> _Task brief_: Only the pictures are to be dropped; the rest of the data below is to be duplicated exactly.

---

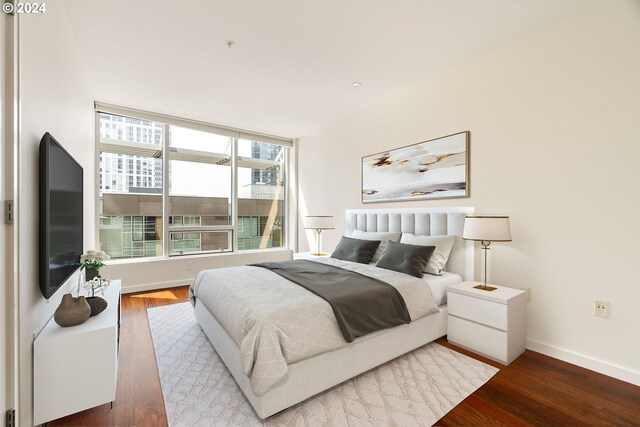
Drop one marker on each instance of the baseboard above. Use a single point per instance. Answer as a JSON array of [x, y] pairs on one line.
[[156, 286], [587, 362]]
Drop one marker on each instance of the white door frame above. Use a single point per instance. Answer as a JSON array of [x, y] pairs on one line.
[[9, 132]]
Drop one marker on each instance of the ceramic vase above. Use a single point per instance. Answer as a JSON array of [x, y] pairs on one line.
[[72, 311]]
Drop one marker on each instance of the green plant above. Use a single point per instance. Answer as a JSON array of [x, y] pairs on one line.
[[93, 259]]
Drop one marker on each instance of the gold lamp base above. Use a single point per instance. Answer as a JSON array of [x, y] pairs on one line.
[[485, 287]]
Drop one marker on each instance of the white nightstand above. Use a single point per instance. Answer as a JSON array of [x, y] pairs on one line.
[[489, 323], [307, 255]]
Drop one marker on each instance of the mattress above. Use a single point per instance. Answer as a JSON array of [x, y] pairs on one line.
[[276, 322], [439, 285]]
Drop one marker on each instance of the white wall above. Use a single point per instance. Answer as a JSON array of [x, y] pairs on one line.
[[54, 98], [554, 118], [4, 178]]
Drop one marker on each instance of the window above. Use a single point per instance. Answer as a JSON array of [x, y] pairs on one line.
[[225, 192]]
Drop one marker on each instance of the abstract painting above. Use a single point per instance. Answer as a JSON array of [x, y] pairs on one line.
[[434, 169]]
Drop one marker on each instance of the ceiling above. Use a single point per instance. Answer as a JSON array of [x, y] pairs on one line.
[[292, 63]]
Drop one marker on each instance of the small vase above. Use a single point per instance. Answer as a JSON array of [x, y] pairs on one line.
[[97, 304], [90, 273], [72, 311]]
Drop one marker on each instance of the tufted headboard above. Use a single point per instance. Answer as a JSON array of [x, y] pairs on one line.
[[430, 221]]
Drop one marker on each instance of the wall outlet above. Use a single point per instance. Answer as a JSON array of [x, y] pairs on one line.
[[602, 309]]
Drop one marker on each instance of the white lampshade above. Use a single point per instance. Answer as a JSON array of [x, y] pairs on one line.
[[487, 228], [319, 222]]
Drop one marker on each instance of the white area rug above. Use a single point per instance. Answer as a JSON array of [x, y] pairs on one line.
[[415, 389]]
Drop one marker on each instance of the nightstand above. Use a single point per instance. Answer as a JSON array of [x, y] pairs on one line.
[[492, 324], [307, 255]]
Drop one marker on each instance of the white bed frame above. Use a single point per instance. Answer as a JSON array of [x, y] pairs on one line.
[[311, 376]]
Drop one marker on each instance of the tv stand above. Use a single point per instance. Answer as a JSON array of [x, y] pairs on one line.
[[76, 368]]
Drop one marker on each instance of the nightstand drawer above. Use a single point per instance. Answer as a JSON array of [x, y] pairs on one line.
[[478, 310], [482, 339]]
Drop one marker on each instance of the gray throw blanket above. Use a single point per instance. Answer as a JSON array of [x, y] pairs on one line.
[[361, 304]]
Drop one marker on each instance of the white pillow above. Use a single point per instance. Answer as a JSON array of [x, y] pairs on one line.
[[384, 237], [440, 255]]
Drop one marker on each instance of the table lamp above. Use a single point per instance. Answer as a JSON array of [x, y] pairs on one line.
[[318, 223], [486, 229]]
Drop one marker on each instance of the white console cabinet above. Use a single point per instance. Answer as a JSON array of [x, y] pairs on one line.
[[76, 368]]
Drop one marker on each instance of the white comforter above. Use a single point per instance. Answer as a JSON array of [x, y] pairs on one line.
[[276, 322]]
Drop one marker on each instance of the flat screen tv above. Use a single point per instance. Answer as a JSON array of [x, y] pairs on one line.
[[60, 215]]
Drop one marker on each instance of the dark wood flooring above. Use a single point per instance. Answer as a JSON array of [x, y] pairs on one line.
[[534, 390]]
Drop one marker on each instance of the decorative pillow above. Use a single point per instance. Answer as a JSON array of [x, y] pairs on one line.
[[440, 256], [355, 250], [383, 236], [410, 259]]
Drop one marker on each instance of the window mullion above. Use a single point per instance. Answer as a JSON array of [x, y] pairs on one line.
[[165, 193], [234, 194]]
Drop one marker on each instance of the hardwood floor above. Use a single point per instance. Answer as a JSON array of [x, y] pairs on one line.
[[533, 390]]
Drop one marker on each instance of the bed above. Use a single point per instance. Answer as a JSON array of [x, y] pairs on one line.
[[303, 376]]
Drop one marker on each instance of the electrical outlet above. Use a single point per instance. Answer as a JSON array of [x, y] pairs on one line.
[[602, 309]]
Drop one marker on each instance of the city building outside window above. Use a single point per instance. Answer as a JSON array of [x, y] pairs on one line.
[[202, 167]]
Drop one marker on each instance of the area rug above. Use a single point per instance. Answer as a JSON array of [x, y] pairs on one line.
[[416, 389]]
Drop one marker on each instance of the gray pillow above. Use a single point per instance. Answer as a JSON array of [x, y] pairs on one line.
[[410, 259], [355, 250]]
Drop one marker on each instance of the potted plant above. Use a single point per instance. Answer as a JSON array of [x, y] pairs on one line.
[[92, 262]]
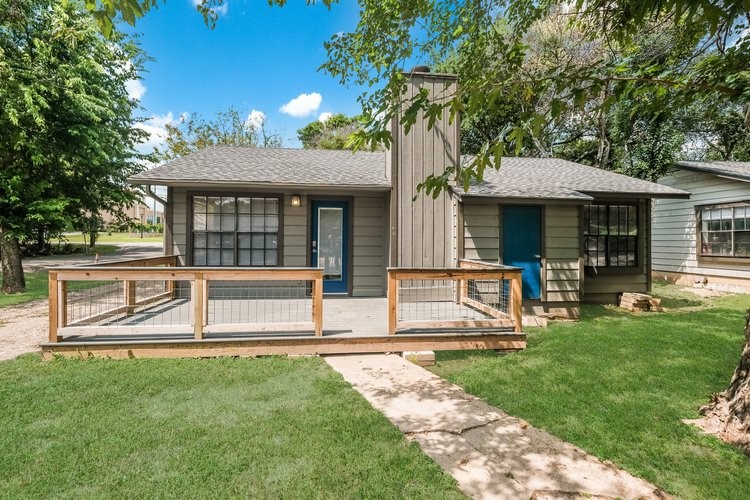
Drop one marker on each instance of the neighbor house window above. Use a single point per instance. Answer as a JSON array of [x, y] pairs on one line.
[[611, 235], [235, 231], [725, 230]]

---

> _Task answer_:
Drop one marker on each instance of the baseboard above. Use a single point per instance. Answer as a JSON array of [x, y] pairs on one line.
[[156, 286], [587, 362]]
Drop one marker on each instance of the white door frame above. Use a single point per instance. Answer as a JSON array of [x, y] pairs on one line.
[[9, 132]]
Drop one marker on each instance of the ceramic vase above. Use a single point per instance. Answer as a JSON array of [x, y] pairs on one line.
[[72, 311]]
Drop one marker on each instance of the green plant above. Use a single point per instance. Answer as a JSON array of [x, y] pairs on one line.
[[93, 259]]
Drop one marker on each instance of the gold lamp base above. Use a single point per instance. Answer as a JSON array of [x, y] pairs on one line.
[[485, 287]]
Drop one marker on each instance of the white nightstand above. Use a single point per instance. Answer as a JSON array of [x, y] pairs on one line.
[[489, 323], [307, 255]]
Drop one marker on each instance of the mattress above. Use a single point per instance. Answer as a JSON array of [x, y] pairs on one line.
[[276, 322], [439, 285]]
Drop one marker on each instance of the white wall above. Use a single point per instance. Answer as a JSON array of [x, y] pairs on one line.
[[54, 98], [554, 118], [4, 178]]
Drop one marker on each instance of the window above. Use a single point per instance. Answer as a JSON array of [x, y] pairs on one line.
[[225, 192]]
Drop one marker on each instance of the abstract painting above. Use a single point per instance. Answer as a JSON array of [x, y] pairs on one line.
[[434, 169]]
Drop one marker on each instance of the ceiling above. Use a single point per instance. Answer as a JSON array of [x, y] pairs on one line.
[[292, 63]]
Drop one marker on each instance of the small vase above. Use a single point per instance. Answer as a JSON array of [x, y] pairs on one line.
[[97, 304], [90, 273], [72, 311]]
Drop one marker on each instance of the tufted headboard above. Use a single point per instance. Answer as a JSON array of [x, y] pairs on one line.
[[430, 221]]
Drop one marker on each instance of the wall outlet above. Use a single point per instance. Answer as a JSON array of [x, y] pairs on one line.
[[602, 309]]
Drop one marker on each instance of the white lampshade above. Use a single point per instance. Answer as a JSON array of [x, y] pairs on one line.
[[487, 228], [319, 222]]
Drop one marker on each instance of the white area rug above. Use a single point per instance. Answer as a JSON array of [x, y] pairs on one line.
[[415, 389]]
Drop one marker on each instance of the nightstand above. Use a single point per instance. Answer as a JSON array of [x, y] pairs on one line.
[[492, 324], [307, 255]]
Drop one marker on each instance of the white bed frame above. Use a single point per instance. Answer as a JSON array of [x, y] pairs on one line.
[[311, 376]]
Drop one marker on each instance of the tv stand above. Use a single point per instance. Answer as a JSON array of [x, y] pairs on one line.
[[76, 368]]
Drop one marker on each instance of the nightstand drawer above. Use a single point per instance. Answer as a JSON array of [x, y] pairs on one line.
[[478, 310], [482, 339]]
Drop one marker on each instance of the gray throw blanket above. Use a single point per instance. Answer as a JSON array of [x, y] pairs on one line.
[[361, 304]]
Drop one marker on each instance of the white pillow above. Use a single point per instance. Answer as a JSON array of [x, y] pairs on one line.
[[384, 237], [440, 255]]
Drop one marker on each instance of the table lamp above. Use a single point per instance. Answer as a JSON array of [x, y] pairs on one line.
[[318, 223], [486, 229]]
Drop one marker on each instance of the white console cabinet above. Use a single point per instance. Answer as a JSON array of [x, y] pairs on one line.
[[76, 368]]
Drop one marker on each instance of the white comforter above. Use a single point per instance. Answer as a JSON array of [x, y] pairs on one line.
[[276, 322]]
Drop one marker on each instance of the flat screen tv above. Use a single point per instance. Answer as a JSON array of [x, y] pairs on one line.
[[60, 215]]
Drop one marker on each instance of the dark wood flooring above. Use a single point per instance. Answer as a JSON array of [x, y] pairs on one line.
[[534, 390]]
Drop one marker on each instance of the decorative pillow above. Use a single point per instance. Answer as a JSON array of [x, y] pairs on one line.
[[440, 256], [355, 250], [383, 236], [410, 259]]
Drop one marker on each instance of the window mullion above. Use a single point per instance. Answer as a JSON array of [x, y] pairs on one line.
[[165, 193], [234, 194]]
Drop one marker on each instance of the hardwood floor above. Use a single point per instance. Answer as a JSON array of [x, y] pairs on one line.
[[533, 390]]
Drop one marker on each instance of the bed above. Use a single point per instance. Answer as a JSON array of [x, y] pairs on one line.
[[303, 376]]
Drop one marker on each instance of the electrical outlet above. Use a single point per instance. Answer as a JSON array of [x, y] pairs on one line.
[[602, 309]]
Drop one marker on each instance of the city building outside window above. Use a single point per instance. Answer as a JSON array of [x, y] pairs on one line.
[[202, 167]]
Drop one marker on each instance of the area rug above. Use a single point per instance. Answer as a JSON array of [x, y] pairs on one line.
[[416, 389]]
Drop one marker on each instance of the gray pillow above. Use a single point per instance. Answer as a JSON array of [x, y] pairs on one line.
[[410, 259], [355, 250]]
Drop one marker on each instance of the potted plant above. Use a single point per instance. Answer as a JSON array of [x, y] pairs on one line.
[[92, 262]]
Drop one marker on each instance of the neighbor house window above. Use a single point per instance. Answer as a JSON array of [x, y] pairs on one line.
[[611, 235], [235, 231], [725, 230]]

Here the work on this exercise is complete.